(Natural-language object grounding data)
=-=-=-=-=

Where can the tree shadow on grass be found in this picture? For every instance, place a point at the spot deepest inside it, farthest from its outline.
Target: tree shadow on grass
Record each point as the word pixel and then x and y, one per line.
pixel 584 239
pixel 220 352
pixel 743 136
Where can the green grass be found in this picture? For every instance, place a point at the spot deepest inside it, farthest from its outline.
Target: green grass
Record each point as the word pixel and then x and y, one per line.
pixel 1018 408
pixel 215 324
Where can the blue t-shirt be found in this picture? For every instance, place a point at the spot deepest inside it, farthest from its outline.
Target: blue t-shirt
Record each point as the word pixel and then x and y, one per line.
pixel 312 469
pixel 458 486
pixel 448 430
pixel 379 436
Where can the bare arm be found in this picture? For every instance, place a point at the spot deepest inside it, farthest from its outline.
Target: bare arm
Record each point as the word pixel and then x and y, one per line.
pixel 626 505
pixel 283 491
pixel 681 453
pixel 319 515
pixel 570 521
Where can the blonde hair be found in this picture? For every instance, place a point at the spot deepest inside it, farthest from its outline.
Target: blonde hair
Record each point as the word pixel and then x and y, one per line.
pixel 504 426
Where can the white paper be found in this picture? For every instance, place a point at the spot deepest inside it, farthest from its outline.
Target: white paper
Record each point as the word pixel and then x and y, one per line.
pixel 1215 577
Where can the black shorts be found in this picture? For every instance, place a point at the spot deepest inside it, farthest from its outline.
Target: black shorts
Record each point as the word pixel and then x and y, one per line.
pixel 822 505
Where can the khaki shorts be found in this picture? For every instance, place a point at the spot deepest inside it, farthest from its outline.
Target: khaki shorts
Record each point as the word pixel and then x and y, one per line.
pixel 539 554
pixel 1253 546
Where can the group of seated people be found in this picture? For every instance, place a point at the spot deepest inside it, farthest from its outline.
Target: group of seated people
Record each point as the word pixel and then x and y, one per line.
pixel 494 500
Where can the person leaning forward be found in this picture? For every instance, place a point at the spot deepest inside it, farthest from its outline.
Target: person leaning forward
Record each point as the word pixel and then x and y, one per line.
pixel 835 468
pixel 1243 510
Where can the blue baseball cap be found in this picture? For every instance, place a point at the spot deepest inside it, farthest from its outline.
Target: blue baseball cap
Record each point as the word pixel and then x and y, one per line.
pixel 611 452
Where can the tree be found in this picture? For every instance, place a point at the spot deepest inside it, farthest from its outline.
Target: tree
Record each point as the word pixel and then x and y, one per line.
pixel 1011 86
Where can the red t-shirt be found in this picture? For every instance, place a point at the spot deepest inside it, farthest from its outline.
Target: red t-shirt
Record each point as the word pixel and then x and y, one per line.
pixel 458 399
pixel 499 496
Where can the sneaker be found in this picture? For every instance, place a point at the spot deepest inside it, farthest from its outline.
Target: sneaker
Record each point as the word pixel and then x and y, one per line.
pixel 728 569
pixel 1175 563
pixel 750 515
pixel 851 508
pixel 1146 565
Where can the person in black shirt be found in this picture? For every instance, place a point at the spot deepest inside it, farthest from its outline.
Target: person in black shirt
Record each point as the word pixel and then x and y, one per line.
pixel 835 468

=-=-=-=-=

(EXERCISE AIM) Print exactly the lines from the beginning of the entries through the line with "Target: khaki shorts". Output nothing more.

(EXERCISE SOLUTION)
Where can the tree shadow on grass be found in this picture? For every instance, place a point at the spot deepest inside it, farthest from its outline.
Target: tree shadow on grass
Record each point as the word pixel and then x and y, one per line.
pixel 584 239
pixel 220 352
pixel 743 136
Where can the green grass be found in this picture? For every instance, place a point at the spot deepest inside it, farthest from its outline.
Target: green grass
Record each point as the word pixel and then x and y, one per line.
pixel 1018 408
pixel 215 324
Where can the blue t-shirt be found in this picture? For every instance, place a point at the spot deepest inside it, farthest from its outline.
Target: blue t-shirt
Record each point as the word pixel and then x and y, one per line.
pixel 312 469
pixel 458 486
pixel 448 430
pixel 379 436
Where can the bare arm be found in this picture? For every instance, place a point at the spot deepest inside it, farthest from its outline.
Target: bare arm
Record each point as the word pixel and then x and y, one per line.
pixel 626 505
pixel 283 491
pixel 681 453
pixel 319 515
pixel 570 521
Where can the blonde hair be found in this picture? For every instance, place a point at the spot deepest inside it, farthest from its outline.
Target: blonde hair
Record each point as the word pixel and then x and y, one per line.
pixel 504 426
Where can the white paper be found in this picture? For every instance, place a point at the spot deepest inside it, farthest from its outline.
Target: white paper
Record each point as the word pixel and then x and y, one per line.
pixel 1215 577
Where can the black shorts be found in this picture? For every instance, place a point at the spot deepest inside it, farthest from its outline.
Target: black shorts
Record each point as the word pixel and then x and y, one per line.
pixel 822 505
Where can the khaki shorts be found in this picture? For every instance, place a point at the spot deepest inside it, farthest from its outline.
Target: khaki shorts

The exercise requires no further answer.